Sunday, December 21, 2008

PERL: Making Ctrl+C ineffective

** Before starting, I am not responsible for the ramifications you face after running the below mentioned scripts...So be contemplative before trying these out!! **

If you have been using PERL for a long time now, you must be cognizant of the fact that, if you see your program behaving in an unexpected/bizarre way, pressing Ctrl+C would help you to stop the program execution. But did you know, you can disable this functionality. By disable, I mean that, even after pressing Ctrl+C, your program won’t stop executing. Sure, this would have kindled your thinking caps!! Let’s see how we can achieve it.

This could be easily accomplished by scripting a single line at the onset of your program.
$SIG{‘INT’} = ‘IGNORE’;
But how do you check it? For checking, try this piece of code:
$SIG{'INT'} = 'IGNORE';
@arr = (0..10);
foreach (@arr) {
print("$_\n");
sleep 1;
}
While the code snippet is getting executed, if you pres Ctrl+C, it would not stop your program.
This worked on Windows XP for me....Cool!! Isn’t it??

Let’s say, instead of ignoring Ctrl+C, you want to achieve something else when Ctrl+C is pressed. Like, say you want the program to print some message or exit. This is how it can be done:
sub INT_handler { #function starts
print("Don't Interrupt!\n");
#exit(0); - similar to print, program can be exited using exit(0)

⁂

[TASKS TO PERFORM]
• a. Which function names appear in the code lines of the Perl Ctrl+C post? List them all.
• b. Answer these from the Perl Ctrl+C post:
(i) On which operating system did the approach work for the writer?
(ii) What range of numbers does the array @arr hold in the test code?
(iii) What message does INT_handler print?
• c. Go on with the Perl Ctrl+C post from the point where it stops.

⁂

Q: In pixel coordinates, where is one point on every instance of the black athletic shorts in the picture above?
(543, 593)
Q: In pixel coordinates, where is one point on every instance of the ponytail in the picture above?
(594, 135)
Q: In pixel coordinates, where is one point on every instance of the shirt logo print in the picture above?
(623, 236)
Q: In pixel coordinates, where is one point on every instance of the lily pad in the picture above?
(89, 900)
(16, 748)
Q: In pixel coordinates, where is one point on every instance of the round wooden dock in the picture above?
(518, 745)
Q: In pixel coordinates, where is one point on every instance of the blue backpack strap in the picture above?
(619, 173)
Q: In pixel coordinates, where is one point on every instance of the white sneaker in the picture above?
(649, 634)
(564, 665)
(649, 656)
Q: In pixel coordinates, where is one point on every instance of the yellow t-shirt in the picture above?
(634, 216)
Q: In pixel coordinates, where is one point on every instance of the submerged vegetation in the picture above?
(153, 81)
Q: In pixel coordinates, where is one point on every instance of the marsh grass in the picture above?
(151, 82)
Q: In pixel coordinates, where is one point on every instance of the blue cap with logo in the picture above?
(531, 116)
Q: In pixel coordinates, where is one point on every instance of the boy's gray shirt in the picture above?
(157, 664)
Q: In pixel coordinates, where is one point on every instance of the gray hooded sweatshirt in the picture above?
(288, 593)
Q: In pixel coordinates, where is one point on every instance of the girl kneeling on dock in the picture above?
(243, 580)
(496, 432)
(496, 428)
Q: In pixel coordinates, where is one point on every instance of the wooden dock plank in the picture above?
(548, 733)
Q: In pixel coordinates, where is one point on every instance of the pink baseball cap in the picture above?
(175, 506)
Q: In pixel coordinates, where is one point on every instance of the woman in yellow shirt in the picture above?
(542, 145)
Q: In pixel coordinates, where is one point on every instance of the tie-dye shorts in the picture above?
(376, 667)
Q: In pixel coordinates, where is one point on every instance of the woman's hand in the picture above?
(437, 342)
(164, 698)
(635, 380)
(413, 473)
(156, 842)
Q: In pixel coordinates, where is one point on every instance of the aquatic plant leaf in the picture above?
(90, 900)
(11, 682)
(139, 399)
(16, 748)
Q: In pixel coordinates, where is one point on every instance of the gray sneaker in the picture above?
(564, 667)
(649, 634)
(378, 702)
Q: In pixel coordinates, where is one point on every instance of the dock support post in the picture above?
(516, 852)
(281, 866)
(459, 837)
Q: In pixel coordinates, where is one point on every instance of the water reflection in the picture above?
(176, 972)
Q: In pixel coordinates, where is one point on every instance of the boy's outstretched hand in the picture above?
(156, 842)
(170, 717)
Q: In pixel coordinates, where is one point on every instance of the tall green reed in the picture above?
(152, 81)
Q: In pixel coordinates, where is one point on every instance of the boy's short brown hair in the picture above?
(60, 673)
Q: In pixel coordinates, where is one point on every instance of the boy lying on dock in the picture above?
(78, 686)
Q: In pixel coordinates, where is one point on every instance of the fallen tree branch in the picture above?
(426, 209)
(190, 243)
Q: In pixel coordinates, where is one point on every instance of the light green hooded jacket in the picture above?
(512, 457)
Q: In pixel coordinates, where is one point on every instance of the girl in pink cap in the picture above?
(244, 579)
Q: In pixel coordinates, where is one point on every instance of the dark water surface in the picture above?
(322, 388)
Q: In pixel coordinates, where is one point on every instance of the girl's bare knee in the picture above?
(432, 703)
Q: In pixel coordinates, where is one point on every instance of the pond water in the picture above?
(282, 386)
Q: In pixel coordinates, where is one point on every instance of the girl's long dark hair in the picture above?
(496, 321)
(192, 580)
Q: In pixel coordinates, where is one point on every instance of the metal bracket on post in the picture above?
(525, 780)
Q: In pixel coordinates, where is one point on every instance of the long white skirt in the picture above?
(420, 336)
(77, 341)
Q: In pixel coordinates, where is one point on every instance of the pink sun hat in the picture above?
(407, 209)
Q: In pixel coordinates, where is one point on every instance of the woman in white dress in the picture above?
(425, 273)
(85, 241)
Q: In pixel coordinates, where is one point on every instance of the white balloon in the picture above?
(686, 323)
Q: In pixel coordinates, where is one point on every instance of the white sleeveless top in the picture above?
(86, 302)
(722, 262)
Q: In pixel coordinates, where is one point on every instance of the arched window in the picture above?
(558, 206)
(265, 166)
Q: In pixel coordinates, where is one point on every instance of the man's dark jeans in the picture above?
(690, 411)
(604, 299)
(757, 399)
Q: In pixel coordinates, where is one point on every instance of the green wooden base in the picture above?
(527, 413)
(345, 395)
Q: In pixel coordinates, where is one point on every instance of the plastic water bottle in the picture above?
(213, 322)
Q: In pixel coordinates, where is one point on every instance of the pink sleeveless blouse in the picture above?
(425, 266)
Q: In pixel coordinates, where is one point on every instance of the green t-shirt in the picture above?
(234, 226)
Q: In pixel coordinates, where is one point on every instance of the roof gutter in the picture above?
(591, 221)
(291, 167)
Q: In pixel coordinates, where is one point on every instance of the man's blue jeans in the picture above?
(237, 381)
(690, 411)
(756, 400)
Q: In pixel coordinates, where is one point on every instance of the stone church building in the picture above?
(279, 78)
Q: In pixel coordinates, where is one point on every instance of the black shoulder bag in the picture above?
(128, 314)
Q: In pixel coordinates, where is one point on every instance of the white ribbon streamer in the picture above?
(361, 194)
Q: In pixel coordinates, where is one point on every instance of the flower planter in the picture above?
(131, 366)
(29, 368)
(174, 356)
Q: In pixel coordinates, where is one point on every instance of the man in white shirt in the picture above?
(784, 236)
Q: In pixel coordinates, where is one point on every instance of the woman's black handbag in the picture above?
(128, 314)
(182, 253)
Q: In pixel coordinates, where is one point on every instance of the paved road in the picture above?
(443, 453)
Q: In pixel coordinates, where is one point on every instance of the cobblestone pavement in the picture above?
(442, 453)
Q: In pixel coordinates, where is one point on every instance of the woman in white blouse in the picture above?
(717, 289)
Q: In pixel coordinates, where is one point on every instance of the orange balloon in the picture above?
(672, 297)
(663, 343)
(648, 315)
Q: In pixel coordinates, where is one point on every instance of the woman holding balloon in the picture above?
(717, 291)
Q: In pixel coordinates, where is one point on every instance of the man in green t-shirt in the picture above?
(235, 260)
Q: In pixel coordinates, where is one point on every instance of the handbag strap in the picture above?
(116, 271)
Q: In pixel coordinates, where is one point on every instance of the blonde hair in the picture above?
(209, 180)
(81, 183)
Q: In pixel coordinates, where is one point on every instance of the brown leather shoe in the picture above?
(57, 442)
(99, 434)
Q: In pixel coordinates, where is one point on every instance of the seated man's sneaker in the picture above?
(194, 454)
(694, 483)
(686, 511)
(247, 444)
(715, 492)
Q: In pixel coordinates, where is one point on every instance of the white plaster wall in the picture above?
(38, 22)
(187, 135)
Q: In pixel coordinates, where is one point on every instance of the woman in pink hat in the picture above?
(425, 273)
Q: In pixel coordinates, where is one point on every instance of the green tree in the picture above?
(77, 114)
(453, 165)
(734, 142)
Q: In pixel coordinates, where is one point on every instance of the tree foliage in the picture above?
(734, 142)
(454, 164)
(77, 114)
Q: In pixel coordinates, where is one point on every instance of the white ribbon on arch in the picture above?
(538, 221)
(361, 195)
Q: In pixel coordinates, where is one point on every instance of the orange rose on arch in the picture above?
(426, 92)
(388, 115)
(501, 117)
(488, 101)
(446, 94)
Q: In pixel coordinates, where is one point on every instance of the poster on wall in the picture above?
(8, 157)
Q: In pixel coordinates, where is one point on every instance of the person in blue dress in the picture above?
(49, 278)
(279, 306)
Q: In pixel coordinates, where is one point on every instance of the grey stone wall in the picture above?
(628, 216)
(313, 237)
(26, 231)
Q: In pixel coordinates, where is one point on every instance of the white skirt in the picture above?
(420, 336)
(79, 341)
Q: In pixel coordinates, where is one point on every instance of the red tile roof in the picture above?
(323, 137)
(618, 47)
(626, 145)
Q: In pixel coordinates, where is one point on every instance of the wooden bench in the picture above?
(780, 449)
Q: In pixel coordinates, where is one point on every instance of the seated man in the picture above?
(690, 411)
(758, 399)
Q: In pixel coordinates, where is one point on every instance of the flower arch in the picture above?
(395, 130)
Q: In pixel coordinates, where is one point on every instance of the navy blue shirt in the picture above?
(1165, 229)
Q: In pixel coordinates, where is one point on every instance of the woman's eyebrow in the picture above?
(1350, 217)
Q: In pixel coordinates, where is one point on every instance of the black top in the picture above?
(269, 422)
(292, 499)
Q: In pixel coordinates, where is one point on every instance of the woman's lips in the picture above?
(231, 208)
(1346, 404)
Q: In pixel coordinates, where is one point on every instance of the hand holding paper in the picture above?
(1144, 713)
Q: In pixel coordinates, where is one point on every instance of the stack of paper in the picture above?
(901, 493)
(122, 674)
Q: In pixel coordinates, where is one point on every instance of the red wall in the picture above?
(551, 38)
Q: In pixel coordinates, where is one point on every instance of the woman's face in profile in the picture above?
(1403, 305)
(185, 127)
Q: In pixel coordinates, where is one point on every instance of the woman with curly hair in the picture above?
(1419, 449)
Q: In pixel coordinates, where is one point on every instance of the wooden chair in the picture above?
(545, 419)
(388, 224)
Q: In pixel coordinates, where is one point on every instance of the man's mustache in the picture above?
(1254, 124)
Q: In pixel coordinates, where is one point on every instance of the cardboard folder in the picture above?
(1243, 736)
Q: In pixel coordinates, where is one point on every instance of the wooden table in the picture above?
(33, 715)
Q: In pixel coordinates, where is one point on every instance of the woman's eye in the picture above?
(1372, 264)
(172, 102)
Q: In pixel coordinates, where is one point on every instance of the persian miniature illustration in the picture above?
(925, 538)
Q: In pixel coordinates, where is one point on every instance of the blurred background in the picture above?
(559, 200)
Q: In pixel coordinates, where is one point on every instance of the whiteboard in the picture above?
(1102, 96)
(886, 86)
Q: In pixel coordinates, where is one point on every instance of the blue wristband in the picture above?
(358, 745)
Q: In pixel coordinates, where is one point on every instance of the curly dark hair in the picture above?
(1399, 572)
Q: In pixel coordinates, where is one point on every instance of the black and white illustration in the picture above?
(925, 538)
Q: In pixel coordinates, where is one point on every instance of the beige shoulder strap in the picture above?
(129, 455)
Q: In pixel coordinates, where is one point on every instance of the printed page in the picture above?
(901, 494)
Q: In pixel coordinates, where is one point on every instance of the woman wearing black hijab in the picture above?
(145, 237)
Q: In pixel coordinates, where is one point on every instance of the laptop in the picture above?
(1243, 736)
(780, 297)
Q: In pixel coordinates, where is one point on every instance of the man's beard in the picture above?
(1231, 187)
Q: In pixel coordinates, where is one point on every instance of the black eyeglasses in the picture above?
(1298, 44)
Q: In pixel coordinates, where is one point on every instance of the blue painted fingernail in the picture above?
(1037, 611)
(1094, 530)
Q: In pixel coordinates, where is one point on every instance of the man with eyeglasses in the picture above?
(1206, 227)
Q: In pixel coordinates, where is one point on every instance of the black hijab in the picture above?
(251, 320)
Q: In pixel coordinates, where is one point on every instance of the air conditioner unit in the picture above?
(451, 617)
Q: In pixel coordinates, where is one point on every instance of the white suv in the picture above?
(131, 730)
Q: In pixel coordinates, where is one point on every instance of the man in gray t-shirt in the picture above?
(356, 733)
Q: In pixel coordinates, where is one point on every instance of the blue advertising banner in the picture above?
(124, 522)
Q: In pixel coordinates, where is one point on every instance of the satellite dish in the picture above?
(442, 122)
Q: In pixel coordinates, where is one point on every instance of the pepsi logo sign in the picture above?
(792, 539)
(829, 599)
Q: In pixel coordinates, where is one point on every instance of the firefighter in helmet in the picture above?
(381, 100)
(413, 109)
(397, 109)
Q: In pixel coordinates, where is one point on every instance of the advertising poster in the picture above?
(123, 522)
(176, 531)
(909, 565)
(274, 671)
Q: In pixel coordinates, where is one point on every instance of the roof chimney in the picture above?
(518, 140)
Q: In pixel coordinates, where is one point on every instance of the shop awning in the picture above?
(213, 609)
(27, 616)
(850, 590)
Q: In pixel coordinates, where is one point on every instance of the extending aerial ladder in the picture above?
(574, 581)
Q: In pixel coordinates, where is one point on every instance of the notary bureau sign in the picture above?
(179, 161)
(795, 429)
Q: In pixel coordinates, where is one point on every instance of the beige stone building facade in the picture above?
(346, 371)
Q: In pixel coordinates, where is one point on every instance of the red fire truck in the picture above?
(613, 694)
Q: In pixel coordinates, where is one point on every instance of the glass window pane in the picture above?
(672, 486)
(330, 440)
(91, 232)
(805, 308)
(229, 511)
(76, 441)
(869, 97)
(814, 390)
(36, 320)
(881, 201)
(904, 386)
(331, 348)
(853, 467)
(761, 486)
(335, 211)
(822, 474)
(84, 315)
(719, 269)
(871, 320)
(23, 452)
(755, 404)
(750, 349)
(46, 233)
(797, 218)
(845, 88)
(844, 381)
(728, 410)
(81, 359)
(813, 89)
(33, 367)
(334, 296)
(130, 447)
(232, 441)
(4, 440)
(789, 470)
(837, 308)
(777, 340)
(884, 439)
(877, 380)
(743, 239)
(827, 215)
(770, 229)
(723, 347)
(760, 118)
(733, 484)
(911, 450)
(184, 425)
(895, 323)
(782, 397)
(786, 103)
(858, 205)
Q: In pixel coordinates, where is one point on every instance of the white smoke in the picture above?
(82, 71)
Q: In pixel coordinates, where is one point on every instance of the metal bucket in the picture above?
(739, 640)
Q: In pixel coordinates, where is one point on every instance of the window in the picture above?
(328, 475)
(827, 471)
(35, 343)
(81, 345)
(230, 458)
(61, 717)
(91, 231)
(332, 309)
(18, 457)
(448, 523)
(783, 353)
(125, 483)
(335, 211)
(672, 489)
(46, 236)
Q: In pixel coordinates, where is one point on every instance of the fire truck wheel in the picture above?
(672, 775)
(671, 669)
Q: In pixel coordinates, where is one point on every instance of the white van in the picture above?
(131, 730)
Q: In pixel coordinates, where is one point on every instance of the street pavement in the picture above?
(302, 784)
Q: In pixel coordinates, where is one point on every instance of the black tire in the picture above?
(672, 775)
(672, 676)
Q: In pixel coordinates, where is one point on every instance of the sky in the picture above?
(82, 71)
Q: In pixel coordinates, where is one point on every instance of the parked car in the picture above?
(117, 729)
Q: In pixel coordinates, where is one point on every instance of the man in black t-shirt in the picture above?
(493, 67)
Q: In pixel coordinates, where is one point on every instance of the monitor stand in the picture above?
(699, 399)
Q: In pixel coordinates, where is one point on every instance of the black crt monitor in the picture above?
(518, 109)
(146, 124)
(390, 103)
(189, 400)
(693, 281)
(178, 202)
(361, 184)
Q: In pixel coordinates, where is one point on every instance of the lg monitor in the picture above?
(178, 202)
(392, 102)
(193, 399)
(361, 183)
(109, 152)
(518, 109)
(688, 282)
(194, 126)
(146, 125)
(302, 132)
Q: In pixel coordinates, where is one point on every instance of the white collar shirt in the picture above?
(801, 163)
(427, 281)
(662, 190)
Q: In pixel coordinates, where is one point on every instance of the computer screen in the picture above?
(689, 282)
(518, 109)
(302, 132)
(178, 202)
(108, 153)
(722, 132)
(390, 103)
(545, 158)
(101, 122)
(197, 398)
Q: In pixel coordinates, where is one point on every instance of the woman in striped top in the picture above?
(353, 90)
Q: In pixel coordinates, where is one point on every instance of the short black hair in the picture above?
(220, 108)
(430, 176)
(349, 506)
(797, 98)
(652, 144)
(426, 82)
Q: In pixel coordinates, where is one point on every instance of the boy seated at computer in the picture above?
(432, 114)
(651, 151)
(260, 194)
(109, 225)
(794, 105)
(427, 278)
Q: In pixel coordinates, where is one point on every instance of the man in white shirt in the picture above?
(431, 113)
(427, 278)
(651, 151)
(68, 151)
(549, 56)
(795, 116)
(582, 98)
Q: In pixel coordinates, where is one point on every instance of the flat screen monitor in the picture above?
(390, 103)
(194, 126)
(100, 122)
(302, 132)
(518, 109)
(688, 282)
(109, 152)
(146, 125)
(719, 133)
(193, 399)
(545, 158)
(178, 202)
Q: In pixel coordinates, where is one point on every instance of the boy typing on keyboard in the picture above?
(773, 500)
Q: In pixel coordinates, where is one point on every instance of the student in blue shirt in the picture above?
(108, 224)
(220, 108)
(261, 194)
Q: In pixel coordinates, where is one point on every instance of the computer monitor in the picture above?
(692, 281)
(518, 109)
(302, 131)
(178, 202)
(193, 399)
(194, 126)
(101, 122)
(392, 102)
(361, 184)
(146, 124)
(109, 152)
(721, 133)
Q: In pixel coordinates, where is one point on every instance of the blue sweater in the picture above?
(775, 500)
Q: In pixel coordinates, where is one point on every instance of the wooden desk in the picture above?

⁂

[ANSWERS TO THE TASKS]
• a. INT_handler, print, sleep, exit

• b.
(i) Windows XP
(ii) 0 through 10
(iii) Don't Interrupt!

• c.
}
$SIG{'INT'} = 'INT_handler';
@arr = (0..10);
foreach (@arr) {
print("$_\n");
sleep 1;
}
While the program execution happens, pressing Ctrl+C will print “Don’t Interrupt!”
But beware, if again Ctrl+C is pressed, the program execution stops.

This worked on Windows XP for me.

Underlying facts:
Basically Ctrl+C is a signal that is sent to the program. So when Ctrl+C sequence is pressed, a signal called INT is activated. When we say $SIG{‘INT’} = ‘IGNORE’, we basically ignore this signal and hence it doesn’t affect program execution.
Similar to INT, we have many more signals. In order to see these, you can run this code:
foreach (keys %SIG) #%SIG is actually a hash that stores all signals like %ENV that stores environment variables.
{ print " $_ \n"; } #lists all the signals supported by the platform.

You are now free to play around with these....Enjoy!!

Monday, December 8, 2008

PERL: Approaches for FileSize

Hi,
I’ve been a great fan of all scripting languages, especially PERL (Practical Extraction and Report Language). My objective through this blog is to bring out some anomalies or rather some surprising facts that can swerve your program from the expected output.

Here’s one.
Consider a situation where you need to find out the size of a file present on the disk, say C:\test.txt.

The content of test.txt is:
-------------------------------------------------------------
Hi,”\n”
How about some interesting facts in PERL”\n”
Look at this!!!”\n”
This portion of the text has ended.